• [EXERCISE SET]
(a) In the hand-washing piece, which prophet does Jesus quote to conclude the conversation?
(b) List the spiritual exercises that the hand-washing piece names in parentheses as examples of religious observance.
(c) Write out the passage from the hand-washing piece starting at "Several things come" and ending at "means to an end.".

Hand washing? Really?

handwashing“Why do your disciples disobey our age-old tradition? For they ignore our tradition of ceremonial hand washing before they eat.” 
This was the Pharisees big hang up. Or, perhaps it would be more accurate to say it was one of their hangups. They had a bunch of ‘em. But on this day at least, their problem with Jesus’ disciples is that they had failed to perform the traditional ceremonial hand washing before they ate. Whose paying attention? Right? But these guys were, because those were the kinds of things they cared about most.
Now we might be inclined to overlook their penchant for tradition – the ceremonial hand washing – if they’d kept it to themselves. In other words, if that’s something you want to do, and feel like you should, go for it!
We might also graciously accept their preferences if they are otherwise obeying the commandments. Unfortunately, the Pharisees were not. And on this day they made the mistake of challenging the wrong person on adherence to tradition. When they aim their hypocritical guns at Jesus, he turns those guns right back on them. “And why do you, by your traditions, violate the direct commandments of God.” He points to a specific example where there were actually encouraging their followers to dishonor their parents, supposedly because they were fulfilling the more important duty of giving to God. It hearkens back to the Old Testament prophet Samuel who said, “has God as great delight in sacrifice as in obeying the voice of the Lord?” Behold to obey is better than sacrifice.”
Jesus concludes the conversation with a quote from Isaiah that is as relevant today as it’s ever been:
“These people honor me with their lips, but their hearts are far from me.
Their worship is a farce, for they teach man-made ideas as commands of God.” – Matthew 15:8-9 NLT
 
Several things come to mind regarding this exchange that I think are important:
  1. Religious observance can easily become more important than God’s law. Whether it’s a tradition like that of the Pharisees, or our own spiritual exercises (things like church attendance, and even reading the Bible and prayer), religious observance can easily become an end rather than a means to an end.

Records from a data collection:

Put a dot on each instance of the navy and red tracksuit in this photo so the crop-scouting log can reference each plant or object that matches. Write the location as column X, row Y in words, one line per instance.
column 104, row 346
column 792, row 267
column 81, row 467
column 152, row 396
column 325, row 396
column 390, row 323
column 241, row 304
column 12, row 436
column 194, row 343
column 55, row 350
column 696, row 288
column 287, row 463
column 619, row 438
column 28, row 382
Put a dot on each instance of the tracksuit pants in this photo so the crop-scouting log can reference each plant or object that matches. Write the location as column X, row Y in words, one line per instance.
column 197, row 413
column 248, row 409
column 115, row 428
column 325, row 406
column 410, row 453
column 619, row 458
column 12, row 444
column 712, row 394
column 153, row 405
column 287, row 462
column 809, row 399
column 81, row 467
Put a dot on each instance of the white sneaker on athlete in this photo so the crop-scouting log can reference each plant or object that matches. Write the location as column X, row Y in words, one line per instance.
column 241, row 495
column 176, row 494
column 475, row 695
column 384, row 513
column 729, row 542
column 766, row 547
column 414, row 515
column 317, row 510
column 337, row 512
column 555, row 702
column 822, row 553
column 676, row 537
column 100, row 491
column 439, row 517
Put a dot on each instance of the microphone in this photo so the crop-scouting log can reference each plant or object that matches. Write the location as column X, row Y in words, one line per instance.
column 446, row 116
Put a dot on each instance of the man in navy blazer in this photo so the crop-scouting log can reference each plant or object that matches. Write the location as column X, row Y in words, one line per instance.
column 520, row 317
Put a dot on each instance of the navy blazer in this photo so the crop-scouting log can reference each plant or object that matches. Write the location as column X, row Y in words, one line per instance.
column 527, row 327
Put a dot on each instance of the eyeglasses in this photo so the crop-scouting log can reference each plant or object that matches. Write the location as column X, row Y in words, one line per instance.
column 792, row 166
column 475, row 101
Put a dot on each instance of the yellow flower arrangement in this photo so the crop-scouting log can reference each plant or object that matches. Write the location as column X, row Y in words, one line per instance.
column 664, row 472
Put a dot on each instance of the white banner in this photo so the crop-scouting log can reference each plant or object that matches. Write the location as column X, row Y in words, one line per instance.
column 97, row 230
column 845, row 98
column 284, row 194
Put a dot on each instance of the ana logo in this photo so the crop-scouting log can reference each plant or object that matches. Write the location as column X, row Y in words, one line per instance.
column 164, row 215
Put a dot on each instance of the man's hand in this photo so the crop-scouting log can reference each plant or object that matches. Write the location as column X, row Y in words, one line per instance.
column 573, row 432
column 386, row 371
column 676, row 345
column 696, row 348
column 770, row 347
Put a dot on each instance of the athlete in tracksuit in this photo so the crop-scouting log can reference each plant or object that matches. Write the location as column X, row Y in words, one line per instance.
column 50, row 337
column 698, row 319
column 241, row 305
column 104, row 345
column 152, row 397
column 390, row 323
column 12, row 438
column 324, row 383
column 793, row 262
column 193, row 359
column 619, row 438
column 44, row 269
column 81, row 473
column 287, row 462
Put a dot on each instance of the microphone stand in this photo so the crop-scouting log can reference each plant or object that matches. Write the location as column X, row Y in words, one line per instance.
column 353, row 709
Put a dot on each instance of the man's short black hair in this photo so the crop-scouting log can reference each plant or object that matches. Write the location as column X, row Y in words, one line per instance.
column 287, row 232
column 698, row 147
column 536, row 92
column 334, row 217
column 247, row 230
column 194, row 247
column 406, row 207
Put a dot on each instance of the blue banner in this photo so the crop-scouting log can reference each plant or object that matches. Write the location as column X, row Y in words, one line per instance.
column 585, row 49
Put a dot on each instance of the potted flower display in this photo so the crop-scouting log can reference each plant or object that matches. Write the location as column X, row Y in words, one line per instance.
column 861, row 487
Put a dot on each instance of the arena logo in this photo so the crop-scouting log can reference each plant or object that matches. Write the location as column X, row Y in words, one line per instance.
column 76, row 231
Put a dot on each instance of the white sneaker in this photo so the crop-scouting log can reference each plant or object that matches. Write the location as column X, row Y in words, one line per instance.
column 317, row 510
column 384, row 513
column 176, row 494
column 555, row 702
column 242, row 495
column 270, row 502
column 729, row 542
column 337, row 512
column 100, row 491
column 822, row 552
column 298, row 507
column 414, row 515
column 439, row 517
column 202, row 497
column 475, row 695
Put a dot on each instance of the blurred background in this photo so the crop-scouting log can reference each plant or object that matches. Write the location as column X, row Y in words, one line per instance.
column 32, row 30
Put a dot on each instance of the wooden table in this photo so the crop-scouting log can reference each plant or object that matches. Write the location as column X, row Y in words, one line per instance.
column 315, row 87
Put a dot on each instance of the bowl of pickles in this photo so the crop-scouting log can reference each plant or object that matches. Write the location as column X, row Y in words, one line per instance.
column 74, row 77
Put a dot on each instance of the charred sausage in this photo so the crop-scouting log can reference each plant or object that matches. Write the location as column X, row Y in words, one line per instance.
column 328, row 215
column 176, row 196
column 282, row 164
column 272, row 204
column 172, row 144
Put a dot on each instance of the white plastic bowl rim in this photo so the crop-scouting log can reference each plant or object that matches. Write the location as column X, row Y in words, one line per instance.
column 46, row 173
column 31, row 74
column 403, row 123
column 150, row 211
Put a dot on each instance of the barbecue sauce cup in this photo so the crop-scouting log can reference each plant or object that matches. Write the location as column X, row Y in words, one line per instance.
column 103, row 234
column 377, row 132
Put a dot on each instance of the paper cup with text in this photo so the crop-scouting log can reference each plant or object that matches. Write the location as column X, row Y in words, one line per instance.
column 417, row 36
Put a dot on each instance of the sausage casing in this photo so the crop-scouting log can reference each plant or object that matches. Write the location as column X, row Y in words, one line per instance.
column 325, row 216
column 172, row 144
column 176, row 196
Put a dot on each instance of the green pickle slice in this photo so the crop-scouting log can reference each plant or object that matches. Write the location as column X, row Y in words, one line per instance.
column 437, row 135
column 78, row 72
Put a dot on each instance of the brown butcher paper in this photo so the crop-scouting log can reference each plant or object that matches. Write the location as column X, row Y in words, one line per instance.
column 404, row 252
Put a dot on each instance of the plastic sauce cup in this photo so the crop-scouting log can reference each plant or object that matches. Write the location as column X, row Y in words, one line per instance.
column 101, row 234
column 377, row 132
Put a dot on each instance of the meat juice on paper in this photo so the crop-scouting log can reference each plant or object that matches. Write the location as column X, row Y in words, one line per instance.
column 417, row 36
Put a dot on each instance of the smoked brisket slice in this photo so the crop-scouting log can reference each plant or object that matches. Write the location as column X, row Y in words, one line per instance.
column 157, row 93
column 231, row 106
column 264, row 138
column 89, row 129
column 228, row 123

• [SOLUTIONS TO THE TASKS]
(a) Isaiah.

(b) Church attendance, reading the Bible, prayer

(c)
Several things come to mind regarding this exchange that I think are important:
  1. Religious observance can easily become more important than God’s law. Whether it’s a tradition like that of the Pharisees, or our own spiritual exercises (things like church attendance, and even reading the Bible and prayer), religious observance can easily become an end rather than a means to an end.